▸ STATED GOAL:
Reproduce every line of the items below with no changes.

Dataset records:
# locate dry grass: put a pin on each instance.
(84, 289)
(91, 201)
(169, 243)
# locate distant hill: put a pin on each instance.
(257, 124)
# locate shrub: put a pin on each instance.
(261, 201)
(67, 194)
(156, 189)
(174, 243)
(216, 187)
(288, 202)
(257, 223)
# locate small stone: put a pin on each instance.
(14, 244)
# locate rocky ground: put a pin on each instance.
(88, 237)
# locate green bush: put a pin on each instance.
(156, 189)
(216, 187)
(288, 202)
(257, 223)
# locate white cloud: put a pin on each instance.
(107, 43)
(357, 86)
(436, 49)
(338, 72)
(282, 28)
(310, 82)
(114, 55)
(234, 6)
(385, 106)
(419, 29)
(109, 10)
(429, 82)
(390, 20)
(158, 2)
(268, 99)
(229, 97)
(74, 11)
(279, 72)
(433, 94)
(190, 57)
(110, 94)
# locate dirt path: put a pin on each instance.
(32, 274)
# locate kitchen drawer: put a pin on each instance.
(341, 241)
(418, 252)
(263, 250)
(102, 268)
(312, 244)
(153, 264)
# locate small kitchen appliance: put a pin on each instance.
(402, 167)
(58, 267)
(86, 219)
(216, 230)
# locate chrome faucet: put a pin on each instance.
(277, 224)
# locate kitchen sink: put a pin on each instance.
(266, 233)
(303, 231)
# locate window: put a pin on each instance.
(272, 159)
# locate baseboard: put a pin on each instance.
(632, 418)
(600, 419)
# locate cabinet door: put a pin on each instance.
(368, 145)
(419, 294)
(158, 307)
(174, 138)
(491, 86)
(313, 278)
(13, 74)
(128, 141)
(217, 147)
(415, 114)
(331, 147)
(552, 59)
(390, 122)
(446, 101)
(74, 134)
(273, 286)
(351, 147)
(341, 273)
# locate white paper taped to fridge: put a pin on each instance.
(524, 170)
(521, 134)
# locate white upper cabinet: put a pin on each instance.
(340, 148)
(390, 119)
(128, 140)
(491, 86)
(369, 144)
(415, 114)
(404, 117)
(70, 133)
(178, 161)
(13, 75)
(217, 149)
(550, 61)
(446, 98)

▸ SOLVED PROBLEM:
# locate dry grass: put a pin on each instance.
(84, 289)
(91, 201)
(169, 243)
# locate distant hill: put a pin on each instance.
(257, 124)
# locate shrub: put a pin on each instance.
(261, 201)
(67, 194)
(156, 189)
(174, 243)
(216, 187)
(288, 202)
(257, 223)
# locate small stone: put a pin on each instance.
(14, 244)
# locate rocky ground: put a pin on each instance.
(88, 237)
# locate green bush: put a pin on each instance.
(156, 189)
(216, 187)
(288, 202)
(257, 223)
# locate white cloud: put a pin on each instance.
(107, 43)
(357, 86)
(436, 49)
(338, 72)
(282, 28)
(310, 82)
(114, 55)
(234, 6)
(385, 106)
(419, 29)
(109, 10)
(429, 82)
(390, 20)
(158, 2)
(268, 99)
(229, 97)
(74, 11)
(279, 72)
(433, 94)
(190, 57)
(110, 94)
# locate dirt path: put a pin on each instance.
(32, 274)
# locate kitchen drawer: put a pin on each instance.
(341, 241)
(418, 252)
(263, 250)
(102, 268)
(312, 244)
(153, 264)
# locate small kitchen appliance: put a pin on each instance.
(402, 167)
(58, 267)
(86, 219)
(216, 230)
# locate chrome faucet: put a pin on each instance.
(277, 224)
# locate kitchen sink: put a pin on each instance.
(266, 233)
(303, 231)
# locate window: put a pin on each instance.
(272, 159)
# locate baseboard: put a pin on each instance.
(632, 418)
(600, 419)
# locate cabinet door: put a pin on each instance.
(368, 145)
(419, 294)
(158, 307)
(174, 138)
(491, 86)
(313, 278)
(13, 74)
(128, 141)
(217, 147)
(415, 114)
(331, 147)
(552, 59)
(390, 122)
(446, 101)
(74, 134)
(273, 286)
(351, 147)
(341, 273)
# locate white paper taped to fridge: put a pin on each instance.
(524, 170)
(521, 134)
# locate white upper cabinet: put a pin on each instance.
(340, 148)
(390, 119)
(128, 140)
(491, 86)
(369, 144)
(415, 114)
(404, 117)
(70, 133)
(178, 161)
(13, 75)
(217, 149)
(550, 61)
(446, 98)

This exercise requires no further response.